[Some entries]
::::
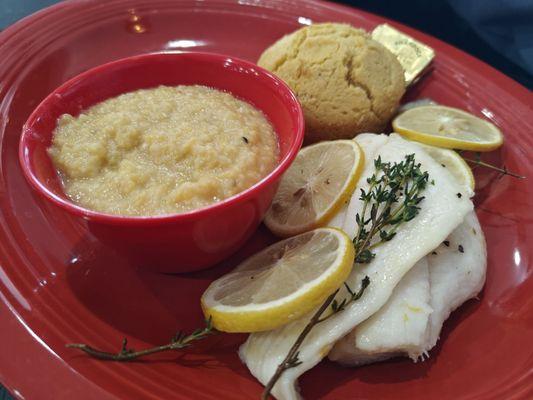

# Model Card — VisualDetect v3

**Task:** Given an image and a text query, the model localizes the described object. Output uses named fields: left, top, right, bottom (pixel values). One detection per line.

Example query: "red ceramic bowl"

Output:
left=19, top=53, right=304, bottom=272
::::
Reproduce every one of the entries above, including their requests, multiplying each bounding-box coordinate in the answers by 1.75 and rounding to whole numbers, with halves rounded up. Omit the pictures from your answer.

SOLUTION TO THE PROBLEM:
# Model Card — VisualDetect v3

**Task:** Given an image and a text query, the model localizes the described object. Output uses named fields: left, top, right, bottom (pixel values). One detection per line.

Example query: "red ceramic bowl"

Output:
left=33, top=93, right=532, bottom=476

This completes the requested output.